The full set of records must be printed exactly as given.

Records:
[Start of section]

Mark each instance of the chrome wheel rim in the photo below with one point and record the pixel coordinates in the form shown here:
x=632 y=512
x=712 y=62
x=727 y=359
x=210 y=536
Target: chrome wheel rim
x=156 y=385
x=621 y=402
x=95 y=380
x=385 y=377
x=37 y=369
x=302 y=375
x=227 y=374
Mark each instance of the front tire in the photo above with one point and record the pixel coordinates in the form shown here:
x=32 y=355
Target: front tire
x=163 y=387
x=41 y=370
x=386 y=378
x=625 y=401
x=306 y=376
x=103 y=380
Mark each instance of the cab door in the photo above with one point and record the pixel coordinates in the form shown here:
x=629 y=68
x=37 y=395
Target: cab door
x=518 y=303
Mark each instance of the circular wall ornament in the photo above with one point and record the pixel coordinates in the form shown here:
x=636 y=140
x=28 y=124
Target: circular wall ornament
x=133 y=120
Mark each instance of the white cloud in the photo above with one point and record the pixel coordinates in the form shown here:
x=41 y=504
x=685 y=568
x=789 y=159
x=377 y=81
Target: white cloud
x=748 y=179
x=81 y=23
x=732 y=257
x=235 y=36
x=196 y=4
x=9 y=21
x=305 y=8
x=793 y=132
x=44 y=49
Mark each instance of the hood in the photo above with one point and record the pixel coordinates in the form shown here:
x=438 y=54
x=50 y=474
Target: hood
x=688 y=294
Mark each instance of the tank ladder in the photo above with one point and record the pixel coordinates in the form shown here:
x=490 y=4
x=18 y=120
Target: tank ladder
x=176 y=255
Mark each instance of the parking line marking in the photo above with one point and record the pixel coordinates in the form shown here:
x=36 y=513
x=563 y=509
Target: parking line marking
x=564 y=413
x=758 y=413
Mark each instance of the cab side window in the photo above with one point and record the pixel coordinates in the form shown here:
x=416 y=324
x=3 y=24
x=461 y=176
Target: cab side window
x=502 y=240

[End of section]

Solution to this problem:
Mark each instance of the chrome wheel rim in the photo below with one point and record the pixel coordinates in the form shown here:
x=632 y=512
x=712 y=62
x=727 y=359
x=210 y=536
Target: chrome wheel rim
x=156 y=385
x=621 y=402
x=95 y=380
x=385 y=377
x=37 y=369
x=302 y=375
x=227 y=374
Mark each instance of the front tire in the photo above with one point and record the pixel coordinates in the form shown here:
x=32 y=355
Target: front tire
x=163 y=387
x=41 y=370
x=386 y=378
x=625 y=401
x=306 y=376
x=103 y=380
Mark each instance of the cab door in the photo above with one point and record the pixel coordinates in the form shown here:
x=629 y=68
x=37 y=395
Target: cab door
x=518 y=303
Mark each instance of the circular wall ornament in the photo above with one point and record the pixel coordinates in the form shown here:
x=636 y=140
x=28 y=124
Target: circular wall ornament
x=133 y=120
Mark each instance of the white cloud in the photo above with one point and record the pixel coordinates in the form shown here:
x=41 y=504
x=685 y=568
x=789 y=159
x=377 y=81
Target: white cloud
x=748 y=179
x=81 y=23
x=732 y=257
x=235 y=36
x=196 y=4
x=9 y=21
x=305 y=8
x=793 y=132
x=44 y=49
Mark each instance of the hood in the photo above with one point and record the pixel coordinates in the form shown here:
x=438 y=54
x=50 y=474
Target: hood
x=688 y=294
Mark each instance of the tank ladder in the photo above with one point and record the pixel coordinates in the form shown here:
x=490 y=4
x=18 y=120
Target: tank ladder
x=176 y=255
Mark each instance of the parking line marking in the photo above with one point and record the pixel coordinates in the form shown here:
x=36 y=513
x=563 y=509
Target: parking line marking
x=564 y=413
x=758 y=413
Mark each instance of the cab side window in the photo above with one point and record the pixel coordinates in the form shown here:
x=416 y=324
x=3 y=24
x=461 y=176
Target: cab side window
x=502 y=240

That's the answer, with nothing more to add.